**Task to carry out:**
Please turn the part of the material that opens with the line containing "Isolate palm tree." and closes with the line containing "xmin=138 ymin=221 xmax=194 ymax=244" into a JSON list of strings, one string per line, both end lines included and blank lines omitted. Leave out everything outside that part.

Dataset entries
-- START --
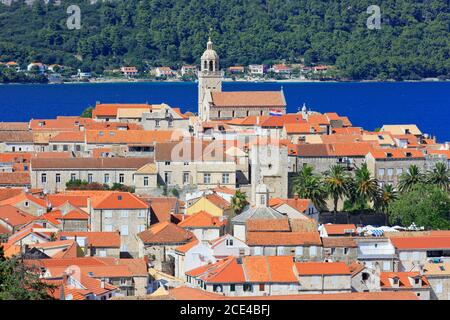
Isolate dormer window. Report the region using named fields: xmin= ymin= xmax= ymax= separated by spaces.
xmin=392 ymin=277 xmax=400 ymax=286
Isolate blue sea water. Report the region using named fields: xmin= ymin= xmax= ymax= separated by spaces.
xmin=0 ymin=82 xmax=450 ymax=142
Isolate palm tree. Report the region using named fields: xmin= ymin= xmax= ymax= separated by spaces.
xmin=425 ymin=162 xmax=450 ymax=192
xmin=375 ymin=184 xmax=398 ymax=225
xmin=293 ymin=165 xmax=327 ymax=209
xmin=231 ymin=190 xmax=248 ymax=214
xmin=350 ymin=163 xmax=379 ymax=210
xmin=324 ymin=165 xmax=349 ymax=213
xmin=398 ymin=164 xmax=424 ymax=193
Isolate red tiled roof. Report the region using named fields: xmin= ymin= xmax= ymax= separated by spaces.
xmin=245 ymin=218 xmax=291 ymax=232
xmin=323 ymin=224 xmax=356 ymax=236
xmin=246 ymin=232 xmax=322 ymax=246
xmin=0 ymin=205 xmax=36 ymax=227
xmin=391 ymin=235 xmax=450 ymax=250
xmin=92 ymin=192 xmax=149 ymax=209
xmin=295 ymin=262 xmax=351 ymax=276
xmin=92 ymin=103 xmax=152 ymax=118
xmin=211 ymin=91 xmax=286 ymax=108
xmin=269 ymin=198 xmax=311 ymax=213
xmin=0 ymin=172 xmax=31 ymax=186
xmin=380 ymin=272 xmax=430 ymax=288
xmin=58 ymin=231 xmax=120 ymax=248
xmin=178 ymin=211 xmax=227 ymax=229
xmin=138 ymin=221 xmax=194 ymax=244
-- END --
-- START --
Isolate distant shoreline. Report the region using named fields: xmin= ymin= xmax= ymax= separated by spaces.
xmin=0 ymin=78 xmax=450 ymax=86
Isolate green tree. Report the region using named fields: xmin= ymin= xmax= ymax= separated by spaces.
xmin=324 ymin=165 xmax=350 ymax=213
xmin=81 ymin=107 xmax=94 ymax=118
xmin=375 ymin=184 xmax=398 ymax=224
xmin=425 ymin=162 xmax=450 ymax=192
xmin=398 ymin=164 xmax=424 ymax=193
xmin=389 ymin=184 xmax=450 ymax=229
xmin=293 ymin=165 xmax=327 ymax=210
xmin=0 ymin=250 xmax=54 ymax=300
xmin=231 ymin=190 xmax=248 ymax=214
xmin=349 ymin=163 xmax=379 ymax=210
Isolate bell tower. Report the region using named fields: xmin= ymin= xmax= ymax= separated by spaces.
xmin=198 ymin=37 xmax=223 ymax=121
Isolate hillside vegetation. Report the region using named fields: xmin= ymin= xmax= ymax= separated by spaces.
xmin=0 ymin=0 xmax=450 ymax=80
-- END --
**Answer for the task:**
[
  "Isolate palm tree. Report the region using named fields: xmin= ymin= xmax= ymax= separated by spaces.",
  "xmin=425 ymin=162 xmax=450 ymax=192",
  "xmin=375 ymin=184 xmax=398 ymax=225",
  "xmin=293 ymin=165 xmax=327 ymax=209",
  "xmin=231 ymin=190 xmax=248 ymax=214",
  "xmin=350 ymin=163 xmax=379 ymax=210",
  "xmin=324 ymin=165 xmax=349 ymax=213",
  "xmin=398 ymin=164 xmax=424 ymax=193",
  "Isolate red tiled roof. Report the region using named fields: xmin= ymin= xmax= ymax= separated by spaces.",
  "xmin=245 ymin=218 xmax=291 ymax=232",
  "xmin=323 ymin=224 xmax=356 ymax=236",
  "xmin=246 ymin=232 xmax=322 ymax=246",
  "xmin=0 ymin=205 xmax=36 ymax=227",
  "xmin=391 ymin=235 xmax=450 ymax=250",
  "xmin=92 ymin=192 xmax=149 ymax=209",
  "xmin=295 ymin=262 xmax=351 ymax=276",
  "xmin=92 ymin=103 xmax=152 ymax=118",
  "xmin=211 ymin=91 xmax=286 ymax=108",
  "xmin=269 ymin=198 xmax=311 ymax=213",
  "xmin=0 ymin=172 xmax=31 ymax=186",
  "xmin=380 ymin=272 xmax=430 ymax=288",
  "xmin=58 ymin=231 xmax=120 ymax=248",
  "xmin=178 ymin=211 xmax=227 ymax=229",
  "xmin=138 ymin=221 xmax=194 ymax=244"
]